___ STORED DATA ___

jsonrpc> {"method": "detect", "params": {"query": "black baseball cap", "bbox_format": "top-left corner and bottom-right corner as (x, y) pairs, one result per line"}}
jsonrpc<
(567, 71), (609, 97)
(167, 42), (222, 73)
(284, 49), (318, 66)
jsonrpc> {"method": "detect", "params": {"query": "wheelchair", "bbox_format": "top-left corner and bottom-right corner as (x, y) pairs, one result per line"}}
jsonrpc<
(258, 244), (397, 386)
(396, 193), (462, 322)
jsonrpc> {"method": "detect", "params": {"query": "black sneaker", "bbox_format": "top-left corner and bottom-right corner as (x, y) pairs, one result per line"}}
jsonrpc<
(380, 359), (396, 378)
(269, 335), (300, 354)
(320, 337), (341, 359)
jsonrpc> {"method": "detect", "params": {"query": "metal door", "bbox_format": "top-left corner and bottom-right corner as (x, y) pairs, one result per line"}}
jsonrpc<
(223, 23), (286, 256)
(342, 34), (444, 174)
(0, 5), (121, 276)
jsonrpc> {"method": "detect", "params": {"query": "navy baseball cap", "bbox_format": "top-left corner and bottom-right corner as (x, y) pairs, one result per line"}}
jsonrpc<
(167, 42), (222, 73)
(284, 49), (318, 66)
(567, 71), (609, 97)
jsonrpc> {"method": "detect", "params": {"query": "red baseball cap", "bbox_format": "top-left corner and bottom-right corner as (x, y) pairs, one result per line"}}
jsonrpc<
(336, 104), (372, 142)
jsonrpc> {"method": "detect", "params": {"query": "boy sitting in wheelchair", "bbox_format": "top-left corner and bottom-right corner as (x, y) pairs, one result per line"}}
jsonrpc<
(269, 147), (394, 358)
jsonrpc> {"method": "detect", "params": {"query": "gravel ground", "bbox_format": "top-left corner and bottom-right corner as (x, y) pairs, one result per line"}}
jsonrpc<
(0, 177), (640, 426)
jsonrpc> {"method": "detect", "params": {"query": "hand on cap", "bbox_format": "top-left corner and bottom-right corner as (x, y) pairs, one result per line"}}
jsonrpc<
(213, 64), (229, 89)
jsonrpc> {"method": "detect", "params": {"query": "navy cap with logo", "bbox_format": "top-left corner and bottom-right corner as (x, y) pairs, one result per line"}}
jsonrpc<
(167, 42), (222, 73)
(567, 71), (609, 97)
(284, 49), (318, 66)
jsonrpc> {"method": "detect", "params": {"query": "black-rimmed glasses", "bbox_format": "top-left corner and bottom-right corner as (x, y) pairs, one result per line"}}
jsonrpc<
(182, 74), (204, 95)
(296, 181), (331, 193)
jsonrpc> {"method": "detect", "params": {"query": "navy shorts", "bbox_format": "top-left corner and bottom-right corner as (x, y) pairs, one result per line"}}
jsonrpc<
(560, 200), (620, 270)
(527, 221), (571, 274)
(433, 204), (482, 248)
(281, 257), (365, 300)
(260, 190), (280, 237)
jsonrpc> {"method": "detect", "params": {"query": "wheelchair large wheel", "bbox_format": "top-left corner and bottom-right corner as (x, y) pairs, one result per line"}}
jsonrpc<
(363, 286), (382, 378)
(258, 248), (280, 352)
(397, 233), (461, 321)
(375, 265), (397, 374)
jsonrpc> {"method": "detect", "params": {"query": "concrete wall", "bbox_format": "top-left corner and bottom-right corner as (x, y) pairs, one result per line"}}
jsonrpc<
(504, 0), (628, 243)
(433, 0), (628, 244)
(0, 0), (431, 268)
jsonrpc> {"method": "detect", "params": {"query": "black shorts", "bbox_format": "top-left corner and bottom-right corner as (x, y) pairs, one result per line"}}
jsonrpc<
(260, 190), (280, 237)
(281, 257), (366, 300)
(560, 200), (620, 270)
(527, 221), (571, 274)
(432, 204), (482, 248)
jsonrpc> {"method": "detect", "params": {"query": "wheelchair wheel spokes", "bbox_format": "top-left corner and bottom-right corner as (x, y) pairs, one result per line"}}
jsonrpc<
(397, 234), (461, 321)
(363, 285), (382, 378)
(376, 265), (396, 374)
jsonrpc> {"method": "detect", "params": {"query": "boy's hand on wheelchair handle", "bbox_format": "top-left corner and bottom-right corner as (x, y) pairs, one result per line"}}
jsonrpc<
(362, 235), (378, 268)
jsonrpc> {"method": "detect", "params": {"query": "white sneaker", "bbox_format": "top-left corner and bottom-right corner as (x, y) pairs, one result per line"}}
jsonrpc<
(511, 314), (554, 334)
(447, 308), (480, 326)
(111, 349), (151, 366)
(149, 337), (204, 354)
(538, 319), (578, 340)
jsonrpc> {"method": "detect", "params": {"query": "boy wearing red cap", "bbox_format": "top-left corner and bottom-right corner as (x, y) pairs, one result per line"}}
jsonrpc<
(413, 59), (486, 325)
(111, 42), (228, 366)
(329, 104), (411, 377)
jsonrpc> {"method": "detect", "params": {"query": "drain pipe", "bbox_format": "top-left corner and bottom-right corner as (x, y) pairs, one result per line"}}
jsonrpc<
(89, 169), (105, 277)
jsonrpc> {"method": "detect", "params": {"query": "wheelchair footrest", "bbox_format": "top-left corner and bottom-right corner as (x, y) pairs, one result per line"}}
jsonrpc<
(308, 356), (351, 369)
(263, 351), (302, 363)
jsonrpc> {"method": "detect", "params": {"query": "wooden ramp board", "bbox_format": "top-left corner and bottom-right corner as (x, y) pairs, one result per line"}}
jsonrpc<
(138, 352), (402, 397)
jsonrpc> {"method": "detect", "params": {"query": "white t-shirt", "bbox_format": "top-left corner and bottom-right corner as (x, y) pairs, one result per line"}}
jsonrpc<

___

* **PROBLEM TO SOLVE**
Lay out every line of the material above as a Markdown table, skipping blank lines, with a Number column for the row number and an Entry column for the line itself.

* **ANSWER TO THE PROBLEM**
| Number | Entry |
|---|---|
| 1 | jsonrpc> {"method": "detect", "params": {"query": "black baseball cap", "bbox_format": "top-left corner and bottom-right corner as (x, y) pairs, one result per line"}} |
| 2 | jsonrpc< |
| 3 | (567, 71), (609, 97) |
| 4 | (167, 42), (222, 73) |
| 5 | (284, 49), (318, 66) |
| 6 | jsonrpc> {"method": "detect", "params": {"query": "wheelchair", "bbox_format": "top-left corner and bottom-right corner as (x, y) pairs, one result per line"}} |
| 7 | jsonrpc< |
| 8 | (258, 244), (397, 386) |
| 9 | (396, 193), (462, 322) |
| 10 | jsonrpc> {"method": "detect", "params": {"query": "black sneaker", "bbox_format": "top-left corner and bottom-right corner as (x, y) pairs, one result per line"}} |
| 11 | jsonrpc< |
| 12 | (380, 359), (396, 378) |
| 13 | (269, 335), (300, 354) |
| 14 | (320, 337), (341, 359) |
| 15 | jsonrpc> {"method": "detect", "params": {"query": "metal door", "bbox_format": "top-left corner and bottom-right corner as (x, y) pairs, one result per line"}} |
| 16 | jsonrpc< |
| 17 | (223, 23), (286, 256) |
| 18 | (342, 34), (444, 174) |
| 19 | (0, 5), (121, 276) |
| 20 | jsonrpc> {"method": "detect", "params": {"query": "navy baseball cap", "bbox_format": "top-left corner and bottom-right corner as (x, y) pairs, one result per line"}} |
| 21 | jsonrpc< |
| 22 | (167, 42), (222, 73) |
| 23 | (284, 49), (318, 66) |
| 24 | (567, 71), (609, 97) |
| 25 | jsonrpc> {"method": "detect", "params": {"query": "red baseball cap", "bbox_format": "top-left corner and bottom-right corner as (x, y) pairs, one result per line"}} |
| 26 | jsonrpc< |
| 27 | (336, 104), (372, 142) |
| 28 | jsonrpc> {"method": "detect", "params": {"query": "boy sitting in wheelchair", "bbox_format": "top-left corner and bottom-right corner as (x, y) pairs, one result per line"}} |
| 29 | jsonrpc< |
| 30 | (269, 147), (394, 358) |
| 31 | jsonrpc> {"method": "detect", "params": {"query": "gravel ground", "bbox_format": "top-left corner and bottom-right corner as (x, y) pairs, one result per line"}} |
| 32 | jsonrpc< |
| 33 | (0, 177), (640, 426) |
| 34 | jsonrpc> {"method": "detect", "params": {"query": "hand on cap", "bbox_format": "top-left corner and bottom-right corner as (x, y) pairs, one result per line"}} |
| 35 | jsonrpc< |
| 36 | (213, 64), (229, 89) |
| 37 | jsonrpc> {"method": "detect", "params": {"query": "navy cap with logo", "bbox_format": "top-left corner and bottom-right corner as (x, y) pairs, one result per line"}} |
| 38 | jsonrpc< |
| 39 | (167, 42), (222, 73) |
| 40 | (567, 71), (609, 97) |
| 41 | (284, 49), (318, 66) |
| 42 | jsonrpc> {"method": "detect", "params": {"query": "black-rimmed glasses", "bbox_format": "top-left corner and bottom-right corner as (x, y) pairs, one result per line"}} |
| 43 | jsonrpc< |
| 44 | (182, 74), (204, 95) |
| 45 | (296, 181), (331, 193) |
| 46 | jsonrpc> {"method": "detect", "params": {"query": "navy shorts", "bbox_format": "top-left corner and bottom-right corner as (x, y) pairs, one result per line"}} |
| 47 | jsonrpc< |
| 48 | (560, 200), (620, 270) |
| 49 | (527, 221), (571, 274) |
| 50 | (433, 204), (482, 248) |
| 51 | (281, 257), (365, 300) |
| 52 | (260, 190), (280, 237) |
| 53 | jsonrpc> {"method": "detect", "params": {"query": "wheelchair large wheel", "bbox_format": "top-left corner and bottom-right corner as (x, y) pairs, one result per line"}} |
| 54 | jsonrpc< |
| 55 | (363, 286), (382, 378) |
| 56 | (258, 248), (280, 352) |
| 57 | (397, 233), (461, 321) |
| 58 | (375, 265), (397, 374) |
| 59 | jsonrpc> {"method": "detect", "params": {"query": "concrete wall", "bbox_format": "top-left corner and bottom-right corner as (x, y) pairs, one result per line"}} |
| 60 | jsonrpc< |
| 61 | (504, 0), (628, 243) |
| 62 | (433, 0), (628, 244) |
| 63 | (0, 0), (431, 268) |
| 64 | jsonrpc> {"method": "detect", "params": {"query": "black shorts", "bbox_format": "top-left corner and bottom-right corner as (x, y) pairs, one result per line"}} |
| 65 | jsonrpc< |
| 66 | (260, 190), (280, 237) |
| 67 | (281, 257), (366, 300) |
| 68 | (560, 200), (620, 270) |
| 69 | (527, 221), (571, 274) |
| 70 | (432, 204), (482, 248) |
| 71 | jsonrpc> {"method": "detect", "params": {"query": "wheelchair wheel spokes", "bbox_format": "top-left corner and bottom-right corner as (x, y) pairs, one result per line"}} |
| 72 | jsonrpc< |
| 73 | (397, 234), (461, 321) |
| 74 | (363, 285), (382, 378) |
| 75 | (376, 265), (396, 374) |
| 76 | jsonrpc> {"method": "detect", "params": {"query": "boy's hand on wheelchair handle", "bbox_format": "top-left corner and bottom-right corner as (x, y) pairs, one result per line"}} |
| 77 | jsonrpc< |
| 78 | (362, 235), (378, 268) |
| 79 | jsonrpc> {"method": "detect", "params": {"query": "white sneaker", "bbox_format": "top-left corner and bottom-right corner as (x, y) pairs, one result per line"}} |
| 80 | jsonrpc< |
| 81 | (511, 314), (554, 334) |
| 82 | (447, 308), (480, 326) |
| 83 | (111, 349), (151, 366) |
| 84 | (149, 337), (204, 354) |
| 85 | (538, 319), (578, 340) |
| 86 | jsonrpc> {"method": "detect", "params": {"query": "boy wearing red cap", "bbox_format": "top-left corner and bottom-right corner as (x, y) pairs, one result per line"}} |
| 87 | jsonrpc< |
| 88 | (413, 59), (486, 325) |
| 89 | (111, 42), (228, 366) |
| 90 | (329, 104), (411, 377) |
| 91 | jsonrpc> {"method": "detect", "params": {"query": "drain pipe", "bbox_format": "top-left corner and bottom-right corner as (x, y) pairs, one result per line"}} |
| 92 | jsonrpc< |
| 93 | (89, 169), (105, 277) |
| 94 | jsonrpc> {"method": "detect", "params": {"query": "wheelchair footrest", "bbox_format": "top-left corner and bottom-right corner as (x, y) pairs, one result per line"}} |
| 95 | jsonrpc< |
| 96 | (308, 356), (351, 369) |
| 97 | (263, 351), (302, 363) |
| 98 | jsonrpc> {"method": "detect", "params": {"query": "wooden ramp board", "bbox_format": "top-left corner and bottom-right corner as (x, y) pairs, one result per line"}} |
| 99 | jsonrpc< |
| 100 | (138, 352), (402, 397) |
| 101 | jsonrpc> {"method": "detect", "params": {"query": "white t-shirt", "bbox_format": "top-left corner and bottom-right corner as (x, y) pairs, one result per line"}} |
| 102 | jsonrpc< |